Fonte:
────────────────────

Nunca se tinha visto uma equipa treinada por José Mourinho ser eliminada nos quartos de final da Liga dos Campeões: ainda não foi desta, parte um. Nunca se tinha visto o Real Madrid desperdiçar uma vantagem de 3-0 na primeira mão em provas europeias: ainda não foi desta, parte dois. E, no entanto, tanto no jogo de Londres como no de Dortmund estivemos perto, muito perto, de testemunhar desfechos inéditos.

Em Stamford Bridge o Chelsea tinha dois golos de desvantagem para recuperar, algo que na história das competições europeias só é conseguido em 25% dos casos. A baixa de Ibrahimovic parecia aumentar um pouco as probabilidades para os «blues» mas, se esse era o caso, a lesão prematura de Hazard, juntando-se à suspensão de Ramires, voltou a inclinar a balança para o lado do PSG.



Durante boa parte do primeiro tempo, os franceses mantiveram os «blues» a distância confortável da baliza de Sirigu, acentuando a sensação de que uma bola parada seria a melhor fórmula para o Chelsea reentrar na discussão da eliminatória. Um livre de Lampard deu a primeira confirmação, a segunda chegou num lançamento lateral de Ivanovic, desviado por David Luiz: a bola foi ter aos pés do recém-entrado Schürrle e Mourinho colheu os primeiros frutos vindos do banco. Com 1-0 ao intervalo, a reviravolta parecia mais perto, e a entrada dos «blues» na segunda parte foi a tradução perfeita para esse entusiasmo e por duas vezes, em lances consecutivos (53 e 54 minutos), a trave de Sirigu travou remates de Schürrle e Oscar.



E quando a pressão dos «blues» deu sinais de afrouxar, Mourinho antecipou o tudo ou nada, lançando Demba Ba para fazer companhia a Etoo, com 25 minutos por jogar. É justo dizer que o Chelsea passou então pela fase mais delicada, com dois remates de Cavani e um de Lucas a sugerirem que o KO na eliminatória não estava longe. Mas com a entrada do terceiro ponta-de-lança (Torres) para os dez minutos finais, o Chelsea ganhou capacidade de pressão na área, acabando por conseguir o 2-0 aos 88 minutos, num lance de ressaltos vários e com a conclusão feliz e algo trapalhona de Demba Ba – um dos jogadores menos utilizados do plantel dos «blues».



Foi o segundo golo vindo do banco, ironicamente apontado pelo único parisiense em campo, acentuou a certeza de que estávamos perante mais uma noite «vintage» de Mourinho, que aproveitou os festejos do golo para reeditar o sprint mais famoso da sua carreira, feito dez anos antes em Old Trafford. A corrida louca ao longo da lateral serviu tanto para partilhar os festejos com os jogadores como para dar instruções para uns minutos finais de sufoco, em que a frieza de Cech ajudou a segurar o apuramento até ao apito final de Pedro Proença.

────────────────────

Entradas de anotação com caixas delimitadoras:
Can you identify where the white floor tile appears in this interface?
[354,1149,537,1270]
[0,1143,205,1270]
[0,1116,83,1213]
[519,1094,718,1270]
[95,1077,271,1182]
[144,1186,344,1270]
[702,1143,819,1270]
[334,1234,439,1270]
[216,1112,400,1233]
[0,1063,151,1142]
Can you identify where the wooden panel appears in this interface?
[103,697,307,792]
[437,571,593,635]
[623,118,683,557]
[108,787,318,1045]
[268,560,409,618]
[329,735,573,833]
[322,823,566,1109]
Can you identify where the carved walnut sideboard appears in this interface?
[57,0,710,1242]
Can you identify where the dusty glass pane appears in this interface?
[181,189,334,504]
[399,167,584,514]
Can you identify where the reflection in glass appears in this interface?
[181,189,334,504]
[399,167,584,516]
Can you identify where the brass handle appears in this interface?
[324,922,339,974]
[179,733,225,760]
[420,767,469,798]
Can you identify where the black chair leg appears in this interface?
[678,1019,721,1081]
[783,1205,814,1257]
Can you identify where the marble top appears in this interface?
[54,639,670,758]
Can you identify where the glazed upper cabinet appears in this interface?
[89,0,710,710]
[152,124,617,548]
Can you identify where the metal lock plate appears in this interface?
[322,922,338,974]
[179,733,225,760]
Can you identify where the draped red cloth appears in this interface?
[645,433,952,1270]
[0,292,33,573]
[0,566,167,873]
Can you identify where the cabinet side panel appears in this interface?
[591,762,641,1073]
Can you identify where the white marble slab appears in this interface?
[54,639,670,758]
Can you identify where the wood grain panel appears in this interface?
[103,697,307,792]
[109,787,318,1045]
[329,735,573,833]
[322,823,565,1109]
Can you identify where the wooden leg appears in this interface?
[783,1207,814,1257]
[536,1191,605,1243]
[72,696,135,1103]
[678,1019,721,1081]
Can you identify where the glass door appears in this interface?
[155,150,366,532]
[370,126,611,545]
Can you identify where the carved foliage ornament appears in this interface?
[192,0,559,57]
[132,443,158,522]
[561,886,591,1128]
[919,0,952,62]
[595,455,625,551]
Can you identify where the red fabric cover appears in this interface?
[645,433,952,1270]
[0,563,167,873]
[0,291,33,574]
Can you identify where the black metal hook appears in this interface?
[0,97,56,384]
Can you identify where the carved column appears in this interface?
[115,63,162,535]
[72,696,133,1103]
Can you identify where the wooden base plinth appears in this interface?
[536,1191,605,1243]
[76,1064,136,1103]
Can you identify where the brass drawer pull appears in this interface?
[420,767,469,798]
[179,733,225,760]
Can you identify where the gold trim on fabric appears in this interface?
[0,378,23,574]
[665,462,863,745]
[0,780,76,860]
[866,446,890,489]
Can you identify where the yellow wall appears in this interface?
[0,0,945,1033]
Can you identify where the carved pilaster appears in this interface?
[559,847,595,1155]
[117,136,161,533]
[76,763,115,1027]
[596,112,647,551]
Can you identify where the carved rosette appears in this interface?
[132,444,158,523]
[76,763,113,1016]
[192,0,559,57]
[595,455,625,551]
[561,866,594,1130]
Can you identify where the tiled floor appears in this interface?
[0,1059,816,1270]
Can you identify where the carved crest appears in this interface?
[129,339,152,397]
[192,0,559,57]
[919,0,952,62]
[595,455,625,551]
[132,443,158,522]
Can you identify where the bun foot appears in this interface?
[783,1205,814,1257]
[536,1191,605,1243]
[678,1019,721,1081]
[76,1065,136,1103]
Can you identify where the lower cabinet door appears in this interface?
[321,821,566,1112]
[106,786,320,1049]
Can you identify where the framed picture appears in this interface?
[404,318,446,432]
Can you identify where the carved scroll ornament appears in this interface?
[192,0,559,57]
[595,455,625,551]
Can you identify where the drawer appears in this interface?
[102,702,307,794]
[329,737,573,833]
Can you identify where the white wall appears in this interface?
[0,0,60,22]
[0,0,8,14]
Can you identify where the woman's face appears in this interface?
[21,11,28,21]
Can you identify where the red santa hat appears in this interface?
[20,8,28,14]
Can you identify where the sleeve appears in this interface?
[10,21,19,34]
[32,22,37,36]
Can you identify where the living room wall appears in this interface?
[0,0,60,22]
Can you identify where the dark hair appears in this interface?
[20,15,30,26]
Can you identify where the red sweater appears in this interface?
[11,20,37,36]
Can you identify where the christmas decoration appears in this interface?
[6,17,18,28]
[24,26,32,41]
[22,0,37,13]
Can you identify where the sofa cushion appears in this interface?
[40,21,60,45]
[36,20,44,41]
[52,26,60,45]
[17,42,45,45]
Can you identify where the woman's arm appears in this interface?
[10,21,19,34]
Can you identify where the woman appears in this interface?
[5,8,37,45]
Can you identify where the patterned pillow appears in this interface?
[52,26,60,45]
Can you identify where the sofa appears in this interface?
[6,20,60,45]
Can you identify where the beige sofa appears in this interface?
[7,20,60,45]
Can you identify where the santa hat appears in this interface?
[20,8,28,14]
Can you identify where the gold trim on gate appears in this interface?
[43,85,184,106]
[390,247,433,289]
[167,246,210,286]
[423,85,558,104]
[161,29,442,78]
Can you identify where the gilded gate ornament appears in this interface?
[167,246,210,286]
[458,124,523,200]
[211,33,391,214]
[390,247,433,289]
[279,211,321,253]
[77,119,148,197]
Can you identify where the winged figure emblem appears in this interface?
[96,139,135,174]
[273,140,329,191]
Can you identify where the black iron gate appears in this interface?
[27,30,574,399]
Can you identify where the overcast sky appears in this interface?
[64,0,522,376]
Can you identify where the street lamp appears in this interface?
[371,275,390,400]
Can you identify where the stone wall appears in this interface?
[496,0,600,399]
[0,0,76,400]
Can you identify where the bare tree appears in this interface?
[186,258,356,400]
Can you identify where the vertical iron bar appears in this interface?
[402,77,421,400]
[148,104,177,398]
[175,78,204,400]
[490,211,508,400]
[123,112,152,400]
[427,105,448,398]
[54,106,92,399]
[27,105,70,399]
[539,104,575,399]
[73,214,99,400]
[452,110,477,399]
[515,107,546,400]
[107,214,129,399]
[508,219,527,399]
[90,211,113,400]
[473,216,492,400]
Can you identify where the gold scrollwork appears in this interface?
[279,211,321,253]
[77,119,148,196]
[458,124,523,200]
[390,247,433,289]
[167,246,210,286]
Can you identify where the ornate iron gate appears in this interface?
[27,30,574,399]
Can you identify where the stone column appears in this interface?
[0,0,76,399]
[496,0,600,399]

────────────────────

Tarefas:
[A] Segundo a crónica sobre a eliminatória entre Chelsea e PSG, em que minuto foi marcado o 2-0?
[B] Indique todos os jogadores que, segundo a crónica sobre a eliminatória entre Chelsea e PSG, Mourinho fez entrar em campo no decorrer do jogo.
[C] Prossiga a crónica sobre a eliminatória entre Chelsea e PSG a partir do ponto em que termina.

Respostas por tarefa:
[A] O 2-0 foi marcado aos 88 minutos.

[B] Schürrle, Demba Ba e Torres.

[C]
Estava consumada a oitava meia-final da Liga dos Campeões na carreira de Mourinho, a quinta consecutiva ao serviço de três clubes diferentes: um recorde absoluto na competição, superando as sete de Alex Ferguson, e para mais conseguido em 12 participações por quatro clubes. Resta saber se à terceira semifinal no Chelsea, Mourinho consegue quebrar o enguiço das três anteriores, perdidas com o Real Madrid.

Ronaldo a sofrer por fora

Se houve algum «déjà vu» (ou «déjà blue», como na manchete do Daily Mirror) na forma como Mourinho garantiu esta noite a oitava meia-final em 12 presenças na Champions, já a chegada de Cristiano Ronaldo à sétima meia-final da carreira, em 11 participações, chegou de forma bastante invulgar: com o craque português no banco de suplentes, a roer as unhas até ao sabugo por força da má exibição da equipa.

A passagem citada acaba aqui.